**EXERCÍCIOS PROPOSTOS:**
**a.** Resuma a reportagem em duas frases.
**b.** Extraia da reportagem, sem nenhuma alteração, o trecho que começa nas palavras "Contudo, todas as" e termina após as palavras "pelo Carbon Tracker.".

**DOCUMENTO DE ORIGEM:**
────────

10 Setembro 2019
As grandes companhias energéticas têm uma vintena de investimentos em curso que somam 45 bilhões de euros em macroprojetos espalhados pelo mundo. No entanto, a totalidade deles é incompatível com os objetivos fixados nos acordos de Paris que preveem limitar o aumento da temperatura global do planeta dentro dos 2 graus centígrados, ao longo deste século. Um problema geopolítico, para o meio ambiente, e também econômico, para seus acionistas. É o que emerge de um detalhado estudo elaborado pelo gabinete de análise Carbon Tracker, na semana passada.
A reportagem é de Piergiorgio M. Sandri, publicada por La Vanguardia, 09-09-2019. A tradução é do Cepat.
Com a carteira de investimentos prevista, a temperatura deverá subir até 2,7 graus, razão pela qual, segundo os analistas, estes projetos deveriam ser repensados para se centrar em outros menos custosos, para que a rentabilidade, no novo contexto climático, seja suficiente. Isso, sim, o tesourada na hora de investir deveria ser considerável, de acordo com os cálculos desta organização: 83% a menos. Quais são as companhias que deveriam repensar seus planos de expansão?
Há empresas como Shell e Exxon que estão envolvidas em projetos de exploração e extração de petróleo muito caros, como os do Ártico e os das areias betuminosas (essencialmente Canadá) e hidrocarbonetos mais pesados, como as águas profundas em Angola e Azerbaijão. São investimentos que exigem muito dinheiro e têm um elevado custo ambiental, porque para que saiam em conta as companhias precisam esperar um forte consumo, com preços elevados (um barril de 80 dólares, agora custa 60) e que se feche um olho em nível de regulamentação e sejam superados os limites do aquecimento do planeta.
Exxon é a companhia que menos leva em conta a emergência climática e a que mais tem a perder se a demanda de petróleo e gás cai em razão da política ou da tecnologia, já que mais de 90% de seu grande projeto de oleoduto até 2030 está fora dos objetivos de Paris. De fato, quatro em cada dez dólares desta empresa estão investidos em projetos que não estão em sintonia com os objetivos do clima e que não seriam sustentáveis no mundo pós-fósseis que se perfila no futuro.
Contudo, todas as empresas energéticas têm algum projeto incompatível com os acordos de Paris. Sendo assim, é certo que os Estados Unidos, o país que conta com as maiores petroleiras, se retiraram de tal acordo. Isto significa que, em seu território, as empresas não estão sujeitas a restrições ambientais na hora de investir em projetos. Por outro lado, estão quando decidem investir em outros países que, sim, se comprometeram a cumprir os requisitos. “Independentemente do que cada país decida, o risco para as companhias é que o mercado lhes puna e isto supõe um risco para seus acionistas”, comentam pelo Carbon Tracker.
De acordo com suas estimativas, as empresas correm o risco de desperdiçar 2 trilhões de euros na próxima década, caso os diferentes governos levem a sério e decidam colocar freio as emissões.

────────

**DADOS FORNECIDOS:**
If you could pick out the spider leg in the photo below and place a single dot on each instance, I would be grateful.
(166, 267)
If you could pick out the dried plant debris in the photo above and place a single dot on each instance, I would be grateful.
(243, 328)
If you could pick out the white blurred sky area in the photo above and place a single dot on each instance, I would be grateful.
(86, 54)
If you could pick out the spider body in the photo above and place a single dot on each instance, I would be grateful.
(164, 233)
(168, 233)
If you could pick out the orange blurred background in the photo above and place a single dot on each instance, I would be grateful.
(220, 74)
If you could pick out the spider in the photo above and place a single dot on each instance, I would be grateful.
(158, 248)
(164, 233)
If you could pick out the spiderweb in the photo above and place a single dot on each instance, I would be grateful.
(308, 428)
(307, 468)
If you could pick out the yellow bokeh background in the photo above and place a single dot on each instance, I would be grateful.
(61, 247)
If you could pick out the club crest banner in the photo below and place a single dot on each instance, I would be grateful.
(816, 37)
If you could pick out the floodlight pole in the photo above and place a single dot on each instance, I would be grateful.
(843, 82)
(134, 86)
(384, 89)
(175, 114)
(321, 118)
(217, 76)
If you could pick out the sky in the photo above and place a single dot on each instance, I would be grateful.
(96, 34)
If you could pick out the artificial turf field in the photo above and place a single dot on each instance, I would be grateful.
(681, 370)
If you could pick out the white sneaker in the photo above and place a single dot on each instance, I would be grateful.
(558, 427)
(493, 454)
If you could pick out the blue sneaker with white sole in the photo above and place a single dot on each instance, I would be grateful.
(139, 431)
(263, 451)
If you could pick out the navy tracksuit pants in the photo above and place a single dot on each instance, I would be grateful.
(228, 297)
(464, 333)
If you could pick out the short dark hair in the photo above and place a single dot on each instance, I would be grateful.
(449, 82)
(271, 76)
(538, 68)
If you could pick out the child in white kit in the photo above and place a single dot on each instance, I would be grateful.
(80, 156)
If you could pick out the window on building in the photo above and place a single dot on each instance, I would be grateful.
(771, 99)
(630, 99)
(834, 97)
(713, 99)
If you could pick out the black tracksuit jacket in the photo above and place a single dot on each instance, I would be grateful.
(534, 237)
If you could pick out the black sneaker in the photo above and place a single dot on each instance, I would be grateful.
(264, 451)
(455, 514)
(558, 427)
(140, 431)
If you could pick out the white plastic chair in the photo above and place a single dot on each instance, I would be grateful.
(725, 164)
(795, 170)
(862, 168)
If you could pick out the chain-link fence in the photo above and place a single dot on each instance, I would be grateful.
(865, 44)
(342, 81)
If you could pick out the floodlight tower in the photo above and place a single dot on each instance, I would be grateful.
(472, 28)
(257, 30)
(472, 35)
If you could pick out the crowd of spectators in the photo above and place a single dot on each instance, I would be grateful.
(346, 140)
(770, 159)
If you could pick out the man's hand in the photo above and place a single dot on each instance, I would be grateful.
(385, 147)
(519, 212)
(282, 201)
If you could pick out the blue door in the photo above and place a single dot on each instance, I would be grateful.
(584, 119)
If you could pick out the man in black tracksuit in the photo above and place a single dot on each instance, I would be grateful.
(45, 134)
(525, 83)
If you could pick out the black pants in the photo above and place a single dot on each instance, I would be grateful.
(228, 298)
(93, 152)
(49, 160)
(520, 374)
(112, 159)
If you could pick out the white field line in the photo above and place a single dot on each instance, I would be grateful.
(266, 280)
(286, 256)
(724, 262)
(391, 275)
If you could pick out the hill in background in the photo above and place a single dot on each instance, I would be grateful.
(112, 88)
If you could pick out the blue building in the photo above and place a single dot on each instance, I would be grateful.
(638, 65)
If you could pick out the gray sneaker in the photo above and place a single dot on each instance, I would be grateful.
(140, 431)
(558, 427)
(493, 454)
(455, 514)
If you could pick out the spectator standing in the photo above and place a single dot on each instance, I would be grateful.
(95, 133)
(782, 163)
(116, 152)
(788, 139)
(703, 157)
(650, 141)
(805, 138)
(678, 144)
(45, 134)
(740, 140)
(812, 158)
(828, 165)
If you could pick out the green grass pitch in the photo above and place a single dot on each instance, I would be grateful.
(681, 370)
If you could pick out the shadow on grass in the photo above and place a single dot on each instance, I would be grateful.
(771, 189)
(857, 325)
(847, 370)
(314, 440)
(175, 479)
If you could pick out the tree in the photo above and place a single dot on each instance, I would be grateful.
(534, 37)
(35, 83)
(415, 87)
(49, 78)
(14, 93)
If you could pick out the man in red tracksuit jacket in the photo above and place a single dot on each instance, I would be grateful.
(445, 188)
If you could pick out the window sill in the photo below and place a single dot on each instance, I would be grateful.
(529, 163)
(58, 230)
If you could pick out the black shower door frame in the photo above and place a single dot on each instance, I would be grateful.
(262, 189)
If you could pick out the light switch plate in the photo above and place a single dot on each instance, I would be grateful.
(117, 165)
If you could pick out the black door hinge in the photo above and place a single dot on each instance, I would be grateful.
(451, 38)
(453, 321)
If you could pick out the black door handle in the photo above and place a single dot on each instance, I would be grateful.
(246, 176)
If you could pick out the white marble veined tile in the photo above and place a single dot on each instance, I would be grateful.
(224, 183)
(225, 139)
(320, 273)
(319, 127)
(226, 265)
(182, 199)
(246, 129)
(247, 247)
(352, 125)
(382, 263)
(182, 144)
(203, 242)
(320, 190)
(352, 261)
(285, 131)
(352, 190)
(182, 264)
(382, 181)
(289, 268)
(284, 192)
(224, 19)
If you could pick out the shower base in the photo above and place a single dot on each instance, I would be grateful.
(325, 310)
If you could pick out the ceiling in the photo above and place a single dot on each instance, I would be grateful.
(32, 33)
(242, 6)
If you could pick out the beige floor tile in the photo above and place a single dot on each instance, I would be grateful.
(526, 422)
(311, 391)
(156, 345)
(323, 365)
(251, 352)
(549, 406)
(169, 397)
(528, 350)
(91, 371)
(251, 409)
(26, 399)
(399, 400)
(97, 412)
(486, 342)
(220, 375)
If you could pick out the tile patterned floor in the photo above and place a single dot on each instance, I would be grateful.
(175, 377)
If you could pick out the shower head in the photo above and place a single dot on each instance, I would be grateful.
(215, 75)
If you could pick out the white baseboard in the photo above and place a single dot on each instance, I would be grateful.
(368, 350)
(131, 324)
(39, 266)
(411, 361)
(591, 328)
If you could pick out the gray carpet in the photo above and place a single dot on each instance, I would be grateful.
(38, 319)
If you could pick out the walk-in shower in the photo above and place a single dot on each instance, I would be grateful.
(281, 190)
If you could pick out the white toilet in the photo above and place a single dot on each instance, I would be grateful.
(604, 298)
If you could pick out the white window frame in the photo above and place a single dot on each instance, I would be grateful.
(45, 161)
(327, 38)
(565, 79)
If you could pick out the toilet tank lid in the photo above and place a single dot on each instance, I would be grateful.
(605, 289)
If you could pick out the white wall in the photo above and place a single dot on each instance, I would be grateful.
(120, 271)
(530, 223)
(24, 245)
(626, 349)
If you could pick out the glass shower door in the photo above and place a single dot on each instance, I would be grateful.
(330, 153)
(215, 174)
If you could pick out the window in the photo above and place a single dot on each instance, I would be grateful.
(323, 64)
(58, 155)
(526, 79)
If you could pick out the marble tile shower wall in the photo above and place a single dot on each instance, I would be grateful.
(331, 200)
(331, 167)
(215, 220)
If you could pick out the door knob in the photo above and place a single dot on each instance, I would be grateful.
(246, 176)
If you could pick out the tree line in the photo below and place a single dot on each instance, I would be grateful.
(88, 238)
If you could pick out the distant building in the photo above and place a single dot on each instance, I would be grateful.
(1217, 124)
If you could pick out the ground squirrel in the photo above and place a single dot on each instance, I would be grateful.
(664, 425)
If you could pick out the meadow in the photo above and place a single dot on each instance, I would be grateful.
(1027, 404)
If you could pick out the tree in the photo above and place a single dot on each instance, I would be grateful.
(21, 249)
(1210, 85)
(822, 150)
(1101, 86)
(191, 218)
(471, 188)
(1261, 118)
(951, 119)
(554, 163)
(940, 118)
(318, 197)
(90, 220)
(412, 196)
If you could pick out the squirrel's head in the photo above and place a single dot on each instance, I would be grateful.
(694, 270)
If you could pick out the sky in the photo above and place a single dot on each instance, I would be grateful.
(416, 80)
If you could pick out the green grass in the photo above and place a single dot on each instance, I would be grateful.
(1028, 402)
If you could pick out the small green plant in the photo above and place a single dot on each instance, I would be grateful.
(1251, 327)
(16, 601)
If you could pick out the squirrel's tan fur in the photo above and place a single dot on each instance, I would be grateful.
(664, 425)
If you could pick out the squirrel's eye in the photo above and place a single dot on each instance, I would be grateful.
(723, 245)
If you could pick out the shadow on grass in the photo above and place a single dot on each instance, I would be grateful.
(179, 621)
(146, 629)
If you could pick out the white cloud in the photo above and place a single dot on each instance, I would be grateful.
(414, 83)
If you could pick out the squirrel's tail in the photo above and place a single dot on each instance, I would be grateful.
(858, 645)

────────

**RESPOSTAS DO EXERCÍCIO:**
**a.** Segundo estudo do Carbon Tracker, os cerca de vinte macroprojetos em curso das grandes companhias energéticas, que somam 45 bilhões de euros, são todos incompatíveis com a meta dos acordos de Paris de limitar o aumento da temperatura global a 2 graus centígrados. A Exxon é a companhia que mais tem a perder com uma queda na demanda de petróleo e gás, e as empresas correm o risco de desperdiçar 2 trilhões de euros na próxima década se os governos decidirem frear as emissões.

**b.**
Contudo, todas as empresas energéticas têm algum projeto incompatível com os acordos de Paris. Sendo assim, é certo que os Estados Unidos, o país que conta com as maiores petroleiras, se retiraram de tal acordo. Isto significa que, em seu território, as empresas não estão sujeitas a restrições ambientais na hora de investir em projetos. Por outro lado, estão quando decidem investir em outros países que, sim, se comprometeram a cumprir os requisitos. “Independentemente do que cada país decida, o risco para as companhias é que o mercado lhes puna e isto supõe um risco para seus acionistas”, comentam pelo Carbon Tracker.